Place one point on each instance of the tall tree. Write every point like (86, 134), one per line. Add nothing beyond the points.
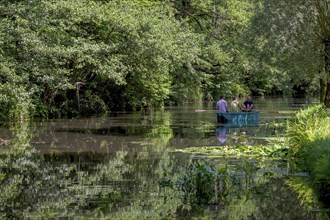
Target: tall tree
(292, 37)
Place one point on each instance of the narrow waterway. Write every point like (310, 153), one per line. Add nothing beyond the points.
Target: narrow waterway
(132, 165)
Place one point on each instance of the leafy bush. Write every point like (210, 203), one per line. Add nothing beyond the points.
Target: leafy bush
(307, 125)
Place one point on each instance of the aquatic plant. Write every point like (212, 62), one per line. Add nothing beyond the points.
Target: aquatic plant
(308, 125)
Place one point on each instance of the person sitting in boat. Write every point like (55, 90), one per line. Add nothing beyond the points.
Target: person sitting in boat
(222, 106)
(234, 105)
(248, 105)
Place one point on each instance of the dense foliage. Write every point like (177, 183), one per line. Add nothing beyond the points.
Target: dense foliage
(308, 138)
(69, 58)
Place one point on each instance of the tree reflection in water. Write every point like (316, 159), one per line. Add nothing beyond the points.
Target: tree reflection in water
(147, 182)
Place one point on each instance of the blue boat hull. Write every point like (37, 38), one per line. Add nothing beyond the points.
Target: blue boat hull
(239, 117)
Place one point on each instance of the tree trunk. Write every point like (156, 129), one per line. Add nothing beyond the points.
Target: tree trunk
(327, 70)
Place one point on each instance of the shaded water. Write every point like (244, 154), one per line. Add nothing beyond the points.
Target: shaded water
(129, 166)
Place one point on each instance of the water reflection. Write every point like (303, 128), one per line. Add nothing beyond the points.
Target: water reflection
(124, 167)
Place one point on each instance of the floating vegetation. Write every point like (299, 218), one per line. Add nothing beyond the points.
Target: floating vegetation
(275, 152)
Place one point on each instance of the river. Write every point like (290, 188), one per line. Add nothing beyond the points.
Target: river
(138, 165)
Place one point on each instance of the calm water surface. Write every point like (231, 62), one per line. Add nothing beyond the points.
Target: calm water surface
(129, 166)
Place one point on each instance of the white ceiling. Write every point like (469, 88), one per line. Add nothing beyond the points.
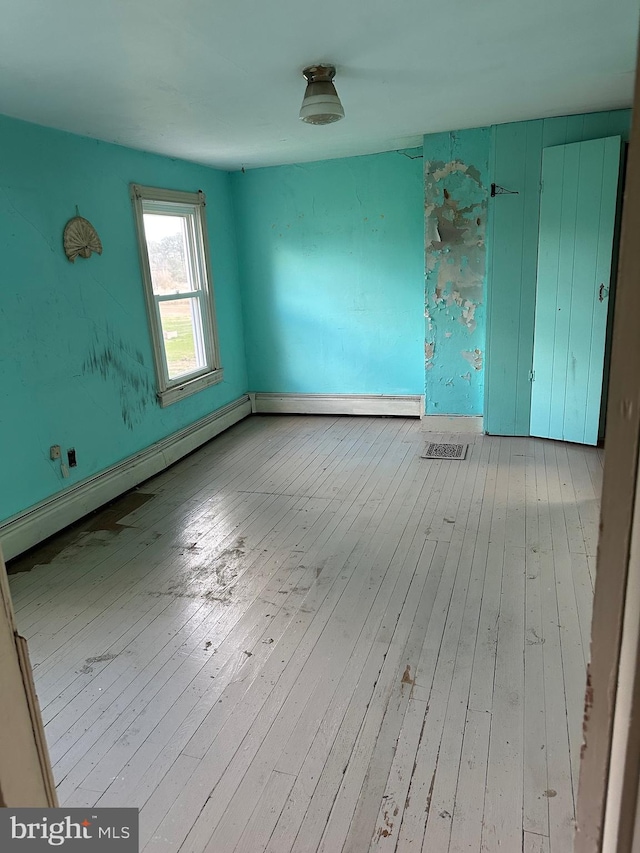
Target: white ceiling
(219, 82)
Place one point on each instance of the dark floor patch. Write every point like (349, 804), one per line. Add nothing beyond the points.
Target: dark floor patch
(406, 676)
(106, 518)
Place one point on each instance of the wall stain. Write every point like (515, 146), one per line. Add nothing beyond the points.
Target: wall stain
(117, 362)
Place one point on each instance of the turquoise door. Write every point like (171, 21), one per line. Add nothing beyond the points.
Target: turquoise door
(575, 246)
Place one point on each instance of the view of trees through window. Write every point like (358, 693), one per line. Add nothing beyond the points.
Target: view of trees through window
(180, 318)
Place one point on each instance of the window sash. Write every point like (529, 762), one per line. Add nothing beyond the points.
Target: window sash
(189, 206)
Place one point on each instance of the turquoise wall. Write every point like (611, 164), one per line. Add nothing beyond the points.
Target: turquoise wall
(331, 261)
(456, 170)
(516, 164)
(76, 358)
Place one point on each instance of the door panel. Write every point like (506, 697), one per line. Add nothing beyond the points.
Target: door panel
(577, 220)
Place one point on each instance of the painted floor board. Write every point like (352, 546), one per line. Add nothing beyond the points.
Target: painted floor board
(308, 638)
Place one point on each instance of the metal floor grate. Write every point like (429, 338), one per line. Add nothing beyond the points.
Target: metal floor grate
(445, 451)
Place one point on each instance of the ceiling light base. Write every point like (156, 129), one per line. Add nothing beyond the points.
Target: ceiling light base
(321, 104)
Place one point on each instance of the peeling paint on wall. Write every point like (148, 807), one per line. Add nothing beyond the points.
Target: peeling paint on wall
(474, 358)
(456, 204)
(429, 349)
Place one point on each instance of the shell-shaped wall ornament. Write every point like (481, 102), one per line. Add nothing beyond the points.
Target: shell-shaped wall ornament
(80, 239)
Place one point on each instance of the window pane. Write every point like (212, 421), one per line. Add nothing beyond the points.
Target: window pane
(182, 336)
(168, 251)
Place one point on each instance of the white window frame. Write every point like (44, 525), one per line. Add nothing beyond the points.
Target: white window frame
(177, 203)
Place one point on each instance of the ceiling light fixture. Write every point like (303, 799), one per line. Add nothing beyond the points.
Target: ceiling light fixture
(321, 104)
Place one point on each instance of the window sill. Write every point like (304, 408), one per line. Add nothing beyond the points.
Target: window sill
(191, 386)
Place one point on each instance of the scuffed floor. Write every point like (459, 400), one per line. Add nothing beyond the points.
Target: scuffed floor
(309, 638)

--

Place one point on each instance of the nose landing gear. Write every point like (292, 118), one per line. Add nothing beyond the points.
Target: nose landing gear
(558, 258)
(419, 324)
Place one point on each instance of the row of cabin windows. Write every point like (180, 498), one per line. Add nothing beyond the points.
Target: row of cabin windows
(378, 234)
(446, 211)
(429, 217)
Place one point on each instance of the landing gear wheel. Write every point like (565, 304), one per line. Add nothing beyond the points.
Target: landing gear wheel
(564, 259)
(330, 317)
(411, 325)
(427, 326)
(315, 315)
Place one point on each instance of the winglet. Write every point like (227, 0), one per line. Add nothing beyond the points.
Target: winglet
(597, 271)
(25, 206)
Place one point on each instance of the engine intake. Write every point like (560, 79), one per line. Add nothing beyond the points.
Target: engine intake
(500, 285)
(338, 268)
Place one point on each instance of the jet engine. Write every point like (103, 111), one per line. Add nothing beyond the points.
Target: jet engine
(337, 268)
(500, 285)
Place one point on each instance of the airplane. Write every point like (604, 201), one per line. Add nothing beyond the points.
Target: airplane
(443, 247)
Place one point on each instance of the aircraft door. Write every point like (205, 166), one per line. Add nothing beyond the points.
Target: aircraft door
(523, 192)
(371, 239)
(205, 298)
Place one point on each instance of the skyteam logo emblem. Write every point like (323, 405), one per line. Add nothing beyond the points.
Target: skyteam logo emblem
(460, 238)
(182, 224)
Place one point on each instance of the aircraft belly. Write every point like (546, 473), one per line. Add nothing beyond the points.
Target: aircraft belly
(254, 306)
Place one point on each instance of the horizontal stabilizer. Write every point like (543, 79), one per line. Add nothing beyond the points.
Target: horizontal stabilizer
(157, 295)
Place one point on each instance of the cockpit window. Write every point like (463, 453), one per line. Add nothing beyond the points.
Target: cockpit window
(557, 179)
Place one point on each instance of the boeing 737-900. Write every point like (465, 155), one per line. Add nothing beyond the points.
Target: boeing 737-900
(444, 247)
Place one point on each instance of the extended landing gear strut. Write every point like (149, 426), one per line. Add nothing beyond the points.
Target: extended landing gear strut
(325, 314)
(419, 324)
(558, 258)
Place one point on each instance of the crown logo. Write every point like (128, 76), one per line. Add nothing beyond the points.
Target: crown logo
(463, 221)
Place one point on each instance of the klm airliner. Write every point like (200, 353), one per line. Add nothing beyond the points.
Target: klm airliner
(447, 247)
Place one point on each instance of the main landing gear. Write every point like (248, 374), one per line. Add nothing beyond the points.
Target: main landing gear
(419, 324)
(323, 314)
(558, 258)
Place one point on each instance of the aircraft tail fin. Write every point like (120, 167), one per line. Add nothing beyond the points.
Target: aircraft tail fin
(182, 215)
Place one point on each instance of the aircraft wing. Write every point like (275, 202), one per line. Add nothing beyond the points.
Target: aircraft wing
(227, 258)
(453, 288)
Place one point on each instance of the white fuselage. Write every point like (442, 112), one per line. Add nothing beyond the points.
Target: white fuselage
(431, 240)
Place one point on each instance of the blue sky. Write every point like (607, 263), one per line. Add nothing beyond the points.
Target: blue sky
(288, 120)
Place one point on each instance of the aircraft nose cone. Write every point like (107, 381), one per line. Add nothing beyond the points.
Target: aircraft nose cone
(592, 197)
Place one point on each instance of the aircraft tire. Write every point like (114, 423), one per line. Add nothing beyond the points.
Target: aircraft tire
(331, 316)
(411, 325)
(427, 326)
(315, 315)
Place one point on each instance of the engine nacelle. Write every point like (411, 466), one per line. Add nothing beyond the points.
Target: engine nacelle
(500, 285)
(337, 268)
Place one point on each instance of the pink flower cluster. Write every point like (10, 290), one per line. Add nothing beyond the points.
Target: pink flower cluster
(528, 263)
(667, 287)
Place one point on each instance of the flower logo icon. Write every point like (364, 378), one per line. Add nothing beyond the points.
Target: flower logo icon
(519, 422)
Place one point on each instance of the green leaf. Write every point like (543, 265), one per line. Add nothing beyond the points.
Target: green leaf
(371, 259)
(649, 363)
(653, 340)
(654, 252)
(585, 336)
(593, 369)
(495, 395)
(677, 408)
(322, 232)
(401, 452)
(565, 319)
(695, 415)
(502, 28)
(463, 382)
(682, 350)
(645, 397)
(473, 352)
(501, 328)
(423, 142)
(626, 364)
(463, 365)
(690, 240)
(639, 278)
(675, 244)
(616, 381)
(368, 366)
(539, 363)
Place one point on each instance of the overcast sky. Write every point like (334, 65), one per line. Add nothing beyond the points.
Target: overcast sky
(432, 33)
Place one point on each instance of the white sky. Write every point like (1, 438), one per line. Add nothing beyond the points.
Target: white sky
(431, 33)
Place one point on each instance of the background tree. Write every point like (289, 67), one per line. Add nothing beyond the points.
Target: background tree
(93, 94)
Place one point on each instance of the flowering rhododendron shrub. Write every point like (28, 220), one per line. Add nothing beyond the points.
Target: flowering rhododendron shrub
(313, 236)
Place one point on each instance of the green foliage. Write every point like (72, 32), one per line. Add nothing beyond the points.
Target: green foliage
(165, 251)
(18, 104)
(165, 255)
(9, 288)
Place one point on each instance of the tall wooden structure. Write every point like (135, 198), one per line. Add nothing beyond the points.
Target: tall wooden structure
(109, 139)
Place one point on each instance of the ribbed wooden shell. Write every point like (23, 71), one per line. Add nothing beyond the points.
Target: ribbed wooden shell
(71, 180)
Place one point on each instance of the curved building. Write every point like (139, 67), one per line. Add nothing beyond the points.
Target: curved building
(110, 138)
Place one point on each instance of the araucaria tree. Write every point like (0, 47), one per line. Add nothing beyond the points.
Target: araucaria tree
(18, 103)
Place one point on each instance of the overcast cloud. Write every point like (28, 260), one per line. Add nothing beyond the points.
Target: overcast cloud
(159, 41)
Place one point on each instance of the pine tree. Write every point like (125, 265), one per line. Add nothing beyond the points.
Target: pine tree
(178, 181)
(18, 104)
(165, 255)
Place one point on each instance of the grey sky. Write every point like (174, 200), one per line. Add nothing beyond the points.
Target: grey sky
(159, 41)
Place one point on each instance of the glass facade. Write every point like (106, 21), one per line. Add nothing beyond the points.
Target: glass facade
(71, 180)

**Written task**
List each line above that contains the word "aquatic", copying every such line in full.

**Expected answer**
Place one point on each instance of the aquatic plant. Write every point like (212, 62), one per line. Add nothing beyond the points.
Target: aquatic plant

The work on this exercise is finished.